**WHAT THE TASK REQUIRES**
Check every line of the records below for the string "block" and copy the ones that have it.

**MATERIAL PROVIDED**
=====
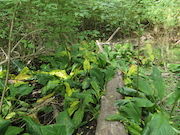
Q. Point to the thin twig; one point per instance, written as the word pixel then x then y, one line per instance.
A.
pixel 8 57
pixel 23 38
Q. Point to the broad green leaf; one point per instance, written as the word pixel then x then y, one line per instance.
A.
pixel 144 86
pixel 90 56
pixel 50 86
pixel 149 49
pixel 59 73
pixel 86 83
pixel 64 118
pixel 69 91
pixel 21 90
pixel 175 96
pixel 132 70
pixel 117 117
pixel 158 83
pixel 78 117
pixel 10 115
pixel 32 127
pixel 110 72
pixel 142 102
pixel 57 129
pixel 23 75
pixel 96 88
pixel 86 65
pixel 158 125
pixel 4 125
pixel 73 107
pixel 12 130
pixel 43 78
pixel 97 75
pixel 45 97
pixel 127 91
pixel 134 129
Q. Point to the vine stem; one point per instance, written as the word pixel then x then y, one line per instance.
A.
pixel 139 42
pixel 8 57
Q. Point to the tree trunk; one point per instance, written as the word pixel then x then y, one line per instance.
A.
pixel 107 108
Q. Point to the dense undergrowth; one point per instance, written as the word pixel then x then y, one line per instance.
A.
pixel 52 74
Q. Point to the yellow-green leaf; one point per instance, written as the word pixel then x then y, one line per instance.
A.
pixel 59 73
pixel 149 49
pixel 73 107
pixel 69 91
pixel 132 70
pixel 86 65
pixel 10 115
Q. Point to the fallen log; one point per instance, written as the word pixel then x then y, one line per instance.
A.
pixel 107 108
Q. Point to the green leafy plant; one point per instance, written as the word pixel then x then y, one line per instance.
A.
pixel 145 114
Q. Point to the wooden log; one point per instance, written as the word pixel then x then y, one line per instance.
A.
pixel 107 108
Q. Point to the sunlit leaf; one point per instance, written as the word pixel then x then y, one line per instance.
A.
pixel 175 96
pixel 12 130
pixel 50 86
pixel 132 70
pixel 57 129
pixel 158 83
pixel 144 86
pixel 117 117
pixel 73 107
pixel 21 90
pixel 10 115
pixel 158 125
pixel 127 91
pixel 149 49
pixel 96 88
pixel 134 129
pixel 69 91
pixel 86 65
pixel 45 97
pixel 78 116
pixel 110 72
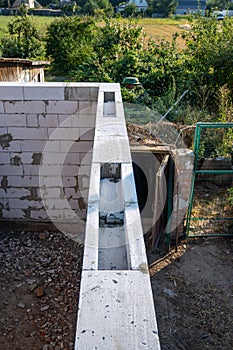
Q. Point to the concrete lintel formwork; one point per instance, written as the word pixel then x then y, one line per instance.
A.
pixel 116 309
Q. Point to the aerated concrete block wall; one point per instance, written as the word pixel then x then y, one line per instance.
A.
pixel 49 124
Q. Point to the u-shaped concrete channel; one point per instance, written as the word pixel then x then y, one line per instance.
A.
pixel 116 309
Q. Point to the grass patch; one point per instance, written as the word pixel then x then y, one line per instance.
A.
pixel 157 28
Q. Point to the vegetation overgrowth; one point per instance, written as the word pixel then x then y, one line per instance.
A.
pixel 82 48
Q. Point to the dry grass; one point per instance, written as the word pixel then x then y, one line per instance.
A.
pixel 157 28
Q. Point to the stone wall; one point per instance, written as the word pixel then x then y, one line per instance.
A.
pixel 46 133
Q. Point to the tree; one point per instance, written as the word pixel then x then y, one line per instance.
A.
pixel 69 42
pixel 91 7
pixel 23 40
pixel 164 7
pixel 208 57
pixel 130 10
pixel 218 4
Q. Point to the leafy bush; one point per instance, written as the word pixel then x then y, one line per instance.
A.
pixel 23 40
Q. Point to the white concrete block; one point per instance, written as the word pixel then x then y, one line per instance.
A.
pixel 52 193
pixel 50 120
pixel 111 152
pixel 72 158
pixel 116 312
pixel 23 181
pixel 56 204
pixel 55 214
pixel 2 110
pixel 129 189
pixel 13 214
pixel 50 181
pixel 69 181
pixel 31 145
pixel 87 108
pixel 71 170
pixel 43 93
pixel 80 121
pixel 18 107
pixel 53 158
pixel 4 158
pixel 39 214
pixel 52 147
pixel 85 158
pixel 3 131
pixel 87 134
pixel 74 146
pixel 12 120
pixel 23 157
pixel 14 146
pixel 62 107
pixel 11 93
pixel 28 133
pixel 31 170
pixel 77 93
pixel 24 204
pixel 63 133
pixel 32 120
pixel 51 170
pixel 14 192
pixel 8 169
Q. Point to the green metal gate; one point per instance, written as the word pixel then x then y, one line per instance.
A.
pixel 210 211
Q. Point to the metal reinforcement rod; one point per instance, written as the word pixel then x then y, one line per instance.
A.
pixel 116 308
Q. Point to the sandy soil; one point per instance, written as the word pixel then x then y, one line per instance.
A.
pixel 39 286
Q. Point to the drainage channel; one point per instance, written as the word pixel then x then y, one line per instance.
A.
pixel 116 309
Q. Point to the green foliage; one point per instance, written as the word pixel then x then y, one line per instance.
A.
pixel 164 7
pixel 23 40
pixel 95 7
pixel 218 5
pixel 208 57
pixel 69 42
pixel 130 10
pixel 230 195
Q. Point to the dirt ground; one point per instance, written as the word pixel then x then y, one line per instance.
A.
pixel 193 293
pixel 39 286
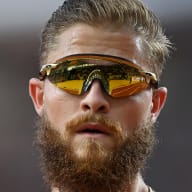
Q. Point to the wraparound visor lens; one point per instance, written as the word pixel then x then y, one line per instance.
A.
pixel 119 77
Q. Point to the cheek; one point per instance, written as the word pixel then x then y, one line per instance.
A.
pixel 134 111
pixel 59 106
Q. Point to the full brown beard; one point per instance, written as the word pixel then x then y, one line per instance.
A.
pixel 100 169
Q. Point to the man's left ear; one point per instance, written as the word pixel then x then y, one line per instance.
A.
pixel 158 100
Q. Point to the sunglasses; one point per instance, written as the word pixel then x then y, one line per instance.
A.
pixel 119 77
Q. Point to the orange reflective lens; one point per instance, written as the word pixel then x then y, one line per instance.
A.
pixel 119 77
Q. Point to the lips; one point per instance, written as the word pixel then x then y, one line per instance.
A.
pixel 93 128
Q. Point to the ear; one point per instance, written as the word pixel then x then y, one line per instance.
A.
pixel 36 91
pixel 158 100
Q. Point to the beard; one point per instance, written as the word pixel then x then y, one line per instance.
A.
pixel 88 165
=====
**ANSWER TO THE EXERCISE**
Q. Point to the aerated concrete block wall; one point per instance, written as the word pixel then x then y, one line per instance.
Q. Point to the white concrete block; one point per instance, written as the word pixel then x then y, one line per instance.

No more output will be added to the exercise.